---- Provided text

Next Generation Science Standards

Connecting Literacy and Science with NGSS and Common Core

Hi everyone- Today, August 6th is NSTA's Virtual Conference on Connecting Literacy and Science with NGSS and Common Core. (http://learningcenter.nsta.org/products/online_courses/VirtualConference.aspx) I'm setting up this Topic in the Community Forums so that we can continue the discussion of the issues raised throughout the day and in the days, weeks, and month's to come. As a starting point, what are people hoping to hear about at the conference today? -Ted Willard Director of NGSS@NSTA

Ted Willard
Ted Willard
2270 Activity Points

I'm hoping to hear about ways to integrate curriculum areas to meet the CCSS and NGSS.

Kathleen Nicholson
Kathleen Nicholson
2695 Activity Points

Looking forward to learning how to connect literacy and science in my middle school classroom.

Cassandra Hall
Cassandra Hall
710 Activity Points

Hello Ted, I am hoping for practical strategies that I can implement in the classroom. - Elizabeth Cooke

Elizabeth Cooke
Elizabeth Cooke
7245 Activity Points

Is there a "poster-ready" version of the middle school NGSS sheets that display the performance expectations above the practices, core ideas, and crosscutting concepts? I want to display these on the classroom wall. Thank you, Hope

Hope Oliver
Hope Oliver
1755 Activity Points

Hoping to hear about some of the projects that are already in place, but have not been introduced in terms of NGSS and CCSS (e.g., RA). CCSS can push NGSS implementation.

--------
---- Record extracts

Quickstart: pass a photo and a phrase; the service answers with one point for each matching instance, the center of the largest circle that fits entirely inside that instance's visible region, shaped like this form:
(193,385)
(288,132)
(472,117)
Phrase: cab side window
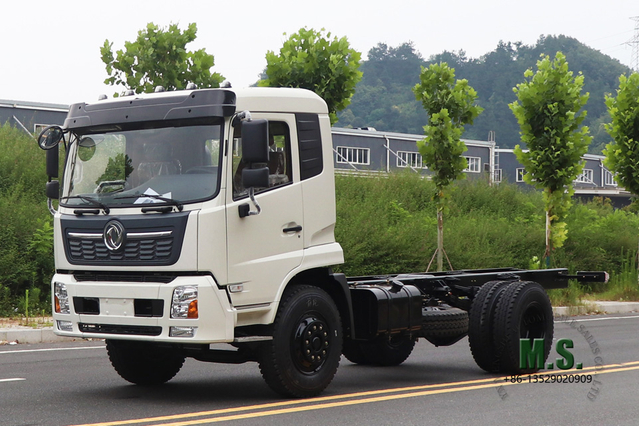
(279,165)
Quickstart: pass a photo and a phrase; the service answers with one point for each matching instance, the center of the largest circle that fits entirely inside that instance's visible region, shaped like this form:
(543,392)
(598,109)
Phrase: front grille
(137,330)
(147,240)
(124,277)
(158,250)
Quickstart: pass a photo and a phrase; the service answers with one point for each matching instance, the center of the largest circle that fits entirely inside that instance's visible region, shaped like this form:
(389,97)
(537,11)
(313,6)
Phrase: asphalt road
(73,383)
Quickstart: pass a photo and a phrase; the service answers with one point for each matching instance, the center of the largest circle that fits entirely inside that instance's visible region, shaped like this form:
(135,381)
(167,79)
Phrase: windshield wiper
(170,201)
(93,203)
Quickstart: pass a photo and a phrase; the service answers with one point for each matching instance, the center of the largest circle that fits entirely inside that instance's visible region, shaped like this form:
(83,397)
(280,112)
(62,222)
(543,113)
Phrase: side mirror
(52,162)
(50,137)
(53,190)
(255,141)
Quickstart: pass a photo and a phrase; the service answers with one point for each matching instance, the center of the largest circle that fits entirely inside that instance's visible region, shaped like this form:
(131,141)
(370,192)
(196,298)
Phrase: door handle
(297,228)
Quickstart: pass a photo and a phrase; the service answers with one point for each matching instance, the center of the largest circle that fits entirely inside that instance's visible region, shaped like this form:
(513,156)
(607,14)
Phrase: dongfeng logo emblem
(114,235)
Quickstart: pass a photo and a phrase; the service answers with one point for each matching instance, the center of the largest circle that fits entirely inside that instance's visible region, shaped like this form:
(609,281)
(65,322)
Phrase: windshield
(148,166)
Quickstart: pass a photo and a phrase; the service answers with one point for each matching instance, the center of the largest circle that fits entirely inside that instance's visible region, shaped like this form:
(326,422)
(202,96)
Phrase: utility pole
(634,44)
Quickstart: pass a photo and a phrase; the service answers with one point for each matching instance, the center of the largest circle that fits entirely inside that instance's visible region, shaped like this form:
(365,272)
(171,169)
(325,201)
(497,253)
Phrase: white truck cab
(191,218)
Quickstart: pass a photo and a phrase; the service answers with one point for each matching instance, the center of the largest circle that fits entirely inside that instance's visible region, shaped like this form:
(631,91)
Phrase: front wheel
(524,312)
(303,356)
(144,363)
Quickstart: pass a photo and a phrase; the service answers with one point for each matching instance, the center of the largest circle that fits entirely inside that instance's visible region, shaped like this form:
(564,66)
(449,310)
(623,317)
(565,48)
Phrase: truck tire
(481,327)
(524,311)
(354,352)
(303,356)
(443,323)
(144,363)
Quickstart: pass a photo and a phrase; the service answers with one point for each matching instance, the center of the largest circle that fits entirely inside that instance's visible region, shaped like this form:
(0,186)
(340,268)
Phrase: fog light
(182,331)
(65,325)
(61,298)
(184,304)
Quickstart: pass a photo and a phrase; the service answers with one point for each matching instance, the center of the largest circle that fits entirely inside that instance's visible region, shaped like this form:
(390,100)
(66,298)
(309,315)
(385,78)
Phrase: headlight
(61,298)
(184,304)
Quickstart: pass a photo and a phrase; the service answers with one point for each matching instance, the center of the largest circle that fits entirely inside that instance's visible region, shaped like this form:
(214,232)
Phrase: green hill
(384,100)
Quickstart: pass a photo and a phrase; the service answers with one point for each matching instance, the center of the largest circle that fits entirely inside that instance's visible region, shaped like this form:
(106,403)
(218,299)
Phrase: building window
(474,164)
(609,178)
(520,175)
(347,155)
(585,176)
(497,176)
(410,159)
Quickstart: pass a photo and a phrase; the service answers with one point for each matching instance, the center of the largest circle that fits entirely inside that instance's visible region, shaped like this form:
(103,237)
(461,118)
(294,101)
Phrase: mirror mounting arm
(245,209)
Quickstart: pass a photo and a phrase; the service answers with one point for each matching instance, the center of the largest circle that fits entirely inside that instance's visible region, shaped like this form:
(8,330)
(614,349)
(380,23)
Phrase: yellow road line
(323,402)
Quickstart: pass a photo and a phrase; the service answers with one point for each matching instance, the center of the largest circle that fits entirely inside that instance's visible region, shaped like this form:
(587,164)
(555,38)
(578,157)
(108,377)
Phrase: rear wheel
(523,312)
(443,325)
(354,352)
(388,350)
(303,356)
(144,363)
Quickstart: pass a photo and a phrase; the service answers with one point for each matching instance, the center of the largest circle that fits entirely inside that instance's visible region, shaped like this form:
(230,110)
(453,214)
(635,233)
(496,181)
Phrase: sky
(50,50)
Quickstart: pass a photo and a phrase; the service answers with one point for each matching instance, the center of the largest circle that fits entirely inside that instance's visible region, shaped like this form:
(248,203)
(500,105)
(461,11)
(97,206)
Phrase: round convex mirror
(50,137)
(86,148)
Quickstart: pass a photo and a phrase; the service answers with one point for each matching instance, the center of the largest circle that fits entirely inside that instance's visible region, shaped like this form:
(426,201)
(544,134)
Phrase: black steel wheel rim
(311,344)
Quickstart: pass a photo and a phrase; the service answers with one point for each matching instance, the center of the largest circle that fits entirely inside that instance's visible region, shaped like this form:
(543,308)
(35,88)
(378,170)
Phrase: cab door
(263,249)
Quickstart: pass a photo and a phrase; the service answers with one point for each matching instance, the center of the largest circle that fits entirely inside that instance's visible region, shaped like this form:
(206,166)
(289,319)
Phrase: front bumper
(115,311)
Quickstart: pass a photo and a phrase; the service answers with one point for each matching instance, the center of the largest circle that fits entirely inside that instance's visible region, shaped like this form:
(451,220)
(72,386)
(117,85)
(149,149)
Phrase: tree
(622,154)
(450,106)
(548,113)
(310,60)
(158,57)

--------
---- Record extracts

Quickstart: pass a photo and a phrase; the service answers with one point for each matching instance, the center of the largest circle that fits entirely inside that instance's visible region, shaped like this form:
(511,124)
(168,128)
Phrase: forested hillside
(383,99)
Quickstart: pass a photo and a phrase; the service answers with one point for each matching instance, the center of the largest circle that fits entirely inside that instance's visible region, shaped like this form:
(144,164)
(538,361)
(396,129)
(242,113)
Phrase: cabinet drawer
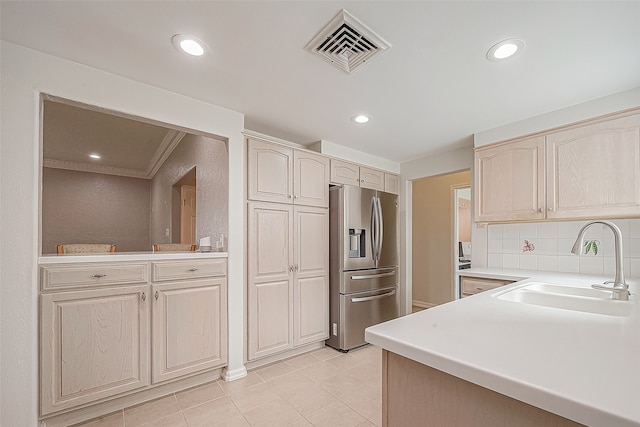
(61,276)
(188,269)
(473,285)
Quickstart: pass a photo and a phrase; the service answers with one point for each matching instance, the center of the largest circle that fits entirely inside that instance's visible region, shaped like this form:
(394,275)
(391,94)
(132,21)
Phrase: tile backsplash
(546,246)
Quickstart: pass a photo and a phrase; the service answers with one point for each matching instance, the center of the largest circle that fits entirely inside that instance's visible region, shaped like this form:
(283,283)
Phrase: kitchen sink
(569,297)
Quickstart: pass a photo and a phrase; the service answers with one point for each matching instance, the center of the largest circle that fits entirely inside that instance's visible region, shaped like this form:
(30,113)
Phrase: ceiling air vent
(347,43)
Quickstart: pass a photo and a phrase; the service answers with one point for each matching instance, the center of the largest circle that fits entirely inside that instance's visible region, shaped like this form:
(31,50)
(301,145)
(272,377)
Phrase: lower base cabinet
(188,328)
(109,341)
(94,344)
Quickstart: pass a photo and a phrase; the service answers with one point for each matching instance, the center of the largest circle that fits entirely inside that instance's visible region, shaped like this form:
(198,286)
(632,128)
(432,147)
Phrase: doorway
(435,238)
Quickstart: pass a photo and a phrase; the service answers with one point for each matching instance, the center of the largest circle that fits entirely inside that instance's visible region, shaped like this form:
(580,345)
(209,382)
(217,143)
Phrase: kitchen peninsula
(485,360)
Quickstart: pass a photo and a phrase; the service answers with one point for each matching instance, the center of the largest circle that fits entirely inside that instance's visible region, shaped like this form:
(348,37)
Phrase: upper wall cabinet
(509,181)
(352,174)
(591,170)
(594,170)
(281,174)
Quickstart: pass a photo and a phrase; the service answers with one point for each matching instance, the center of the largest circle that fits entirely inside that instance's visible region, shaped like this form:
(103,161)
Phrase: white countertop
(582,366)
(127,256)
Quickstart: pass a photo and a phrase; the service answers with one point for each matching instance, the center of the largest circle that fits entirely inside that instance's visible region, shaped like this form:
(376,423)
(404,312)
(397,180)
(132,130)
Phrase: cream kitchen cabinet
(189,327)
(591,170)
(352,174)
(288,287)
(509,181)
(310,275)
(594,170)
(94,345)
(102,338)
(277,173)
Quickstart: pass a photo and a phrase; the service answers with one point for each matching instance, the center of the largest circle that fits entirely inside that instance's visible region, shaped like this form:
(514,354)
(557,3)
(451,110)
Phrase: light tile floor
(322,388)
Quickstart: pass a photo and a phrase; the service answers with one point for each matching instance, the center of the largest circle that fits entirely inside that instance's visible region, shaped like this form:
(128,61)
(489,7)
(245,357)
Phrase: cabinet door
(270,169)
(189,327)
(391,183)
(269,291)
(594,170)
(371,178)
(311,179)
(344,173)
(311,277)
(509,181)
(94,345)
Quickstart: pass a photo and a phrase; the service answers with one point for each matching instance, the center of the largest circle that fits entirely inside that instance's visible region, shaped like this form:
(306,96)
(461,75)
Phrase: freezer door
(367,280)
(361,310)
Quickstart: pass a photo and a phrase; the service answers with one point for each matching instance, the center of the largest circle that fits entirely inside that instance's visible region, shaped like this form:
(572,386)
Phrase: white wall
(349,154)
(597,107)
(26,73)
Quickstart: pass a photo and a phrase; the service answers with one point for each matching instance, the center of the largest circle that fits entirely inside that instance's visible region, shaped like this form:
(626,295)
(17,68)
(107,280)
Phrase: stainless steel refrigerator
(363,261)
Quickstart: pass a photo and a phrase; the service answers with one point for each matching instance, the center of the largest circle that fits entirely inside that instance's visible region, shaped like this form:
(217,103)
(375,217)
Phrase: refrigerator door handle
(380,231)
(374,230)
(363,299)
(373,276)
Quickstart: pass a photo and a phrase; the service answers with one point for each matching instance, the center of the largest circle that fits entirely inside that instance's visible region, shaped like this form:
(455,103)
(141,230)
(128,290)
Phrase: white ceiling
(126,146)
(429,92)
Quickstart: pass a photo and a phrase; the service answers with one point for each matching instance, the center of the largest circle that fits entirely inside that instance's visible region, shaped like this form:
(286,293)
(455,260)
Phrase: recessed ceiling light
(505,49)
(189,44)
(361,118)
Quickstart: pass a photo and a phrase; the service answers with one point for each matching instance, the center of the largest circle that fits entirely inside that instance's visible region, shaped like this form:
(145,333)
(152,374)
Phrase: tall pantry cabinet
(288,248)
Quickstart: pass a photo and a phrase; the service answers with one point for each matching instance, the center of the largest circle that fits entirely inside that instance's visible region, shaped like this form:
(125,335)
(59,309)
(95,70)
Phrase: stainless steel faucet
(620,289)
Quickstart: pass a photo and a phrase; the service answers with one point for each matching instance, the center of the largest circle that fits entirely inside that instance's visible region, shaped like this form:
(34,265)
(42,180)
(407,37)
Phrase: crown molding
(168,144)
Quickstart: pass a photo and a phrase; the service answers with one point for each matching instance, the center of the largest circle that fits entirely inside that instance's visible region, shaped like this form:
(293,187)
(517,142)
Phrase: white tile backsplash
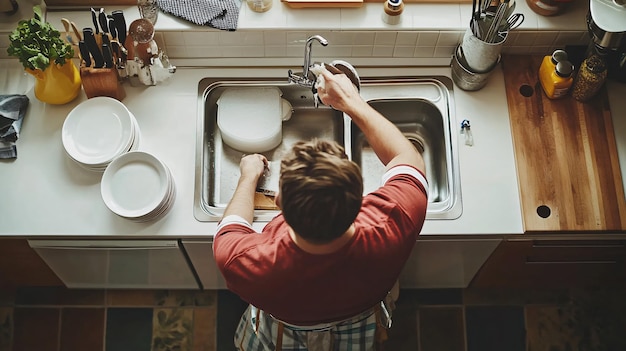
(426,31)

--------
---- Record extracts

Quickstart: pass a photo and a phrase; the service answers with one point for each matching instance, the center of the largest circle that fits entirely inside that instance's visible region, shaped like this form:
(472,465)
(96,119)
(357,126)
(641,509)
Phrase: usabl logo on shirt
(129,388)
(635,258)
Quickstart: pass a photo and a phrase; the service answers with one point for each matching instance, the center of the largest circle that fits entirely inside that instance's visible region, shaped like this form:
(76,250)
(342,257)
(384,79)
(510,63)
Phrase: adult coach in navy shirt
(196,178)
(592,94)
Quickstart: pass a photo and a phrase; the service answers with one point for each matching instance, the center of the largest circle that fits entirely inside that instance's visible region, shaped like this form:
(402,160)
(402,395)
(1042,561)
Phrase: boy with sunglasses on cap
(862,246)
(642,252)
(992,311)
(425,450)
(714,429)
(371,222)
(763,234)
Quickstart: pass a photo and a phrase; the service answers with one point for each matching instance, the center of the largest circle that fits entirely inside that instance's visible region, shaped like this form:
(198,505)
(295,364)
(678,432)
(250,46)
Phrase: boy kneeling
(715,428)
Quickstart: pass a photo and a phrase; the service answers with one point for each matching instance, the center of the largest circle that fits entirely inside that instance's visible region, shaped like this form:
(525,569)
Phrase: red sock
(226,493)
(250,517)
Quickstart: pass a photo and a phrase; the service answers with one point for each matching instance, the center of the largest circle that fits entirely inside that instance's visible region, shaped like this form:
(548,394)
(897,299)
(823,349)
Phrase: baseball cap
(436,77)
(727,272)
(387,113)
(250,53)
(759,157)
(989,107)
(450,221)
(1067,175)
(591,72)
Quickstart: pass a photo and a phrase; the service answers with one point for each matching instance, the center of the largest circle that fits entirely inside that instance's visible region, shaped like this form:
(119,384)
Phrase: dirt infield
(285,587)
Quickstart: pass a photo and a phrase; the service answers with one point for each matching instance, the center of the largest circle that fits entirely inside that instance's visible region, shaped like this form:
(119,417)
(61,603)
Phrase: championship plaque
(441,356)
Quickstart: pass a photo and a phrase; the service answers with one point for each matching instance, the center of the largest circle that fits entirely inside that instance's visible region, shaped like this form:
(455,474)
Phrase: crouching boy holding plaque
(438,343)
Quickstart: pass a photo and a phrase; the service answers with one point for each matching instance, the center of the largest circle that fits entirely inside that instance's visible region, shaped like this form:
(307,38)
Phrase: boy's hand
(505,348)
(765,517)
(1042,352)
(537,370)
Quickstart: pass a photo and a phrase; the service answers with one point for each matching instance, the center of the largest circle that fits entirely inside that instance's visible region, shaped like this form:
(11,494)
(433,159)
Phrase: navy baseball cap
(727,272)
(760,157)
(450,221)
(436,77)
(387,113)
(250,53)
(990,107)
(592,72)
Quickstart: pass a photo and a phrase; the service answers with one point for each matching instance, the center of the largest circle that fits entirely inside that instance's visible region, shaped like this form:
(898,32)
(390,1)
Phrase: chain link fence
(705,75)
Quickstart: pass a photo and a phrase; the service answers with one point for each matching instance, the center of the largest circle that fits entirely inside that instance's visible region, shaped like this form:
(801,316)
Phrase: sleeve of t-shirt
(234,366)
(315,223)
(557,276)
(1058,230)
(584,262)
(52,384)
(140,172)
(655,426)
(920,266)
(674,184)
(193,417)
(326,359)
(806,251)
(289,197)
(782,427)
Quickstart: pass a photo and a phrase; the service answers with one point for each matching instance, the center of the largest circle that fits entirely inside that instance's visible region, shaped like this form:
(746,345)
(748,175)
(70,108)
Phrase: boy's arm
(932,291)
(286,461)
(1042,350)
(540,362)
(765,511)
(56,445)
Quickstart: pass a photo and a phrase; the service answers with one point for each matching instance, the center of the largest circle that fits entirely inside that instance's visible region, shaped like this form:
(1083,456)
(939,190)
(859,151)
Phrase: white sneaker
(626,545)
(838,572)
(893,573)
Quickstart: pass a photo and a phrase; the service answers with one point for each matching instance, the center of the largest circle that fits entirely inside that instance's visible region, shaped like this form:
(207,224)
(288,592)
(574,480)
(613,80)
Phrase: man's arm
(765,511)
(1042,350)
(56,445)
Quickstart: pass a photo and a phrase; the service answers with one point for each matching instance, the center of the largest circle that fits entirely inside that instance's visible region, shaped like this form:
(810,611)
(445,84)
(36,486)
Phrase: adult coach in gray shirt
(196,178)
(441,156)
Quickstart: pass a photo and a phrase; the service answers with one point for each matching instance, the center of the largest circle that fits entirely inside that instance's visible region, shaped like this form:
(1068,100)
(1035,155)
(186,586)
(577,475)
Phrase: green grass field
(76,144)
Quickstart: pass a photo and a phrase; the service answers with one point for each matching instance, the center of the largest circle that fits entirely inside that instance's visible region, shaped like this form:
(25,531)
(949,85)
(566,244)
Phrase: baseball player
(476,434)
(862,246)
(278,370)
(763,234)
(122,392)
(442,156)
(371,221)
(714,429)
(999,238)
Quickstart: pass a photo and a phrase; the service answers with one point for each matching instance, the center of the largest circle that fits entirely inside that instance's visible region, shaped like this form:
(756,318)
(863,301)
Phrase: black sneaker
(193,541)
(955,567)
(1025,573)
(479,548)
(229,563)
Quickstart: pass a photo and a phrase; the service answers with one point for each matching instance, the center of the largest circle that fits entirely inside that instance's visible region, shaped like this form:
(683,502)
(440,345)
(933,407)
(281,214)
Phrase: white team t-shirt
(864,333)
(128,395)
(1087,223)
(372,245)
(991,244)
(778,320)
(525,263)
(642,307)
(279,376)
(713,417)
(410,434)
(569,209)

--------

→ **Instructions for the task**: According to the forum thread, what position does Ted Willard hold?

→ **Solution to this exercise**: Director of NGSS@NSTA.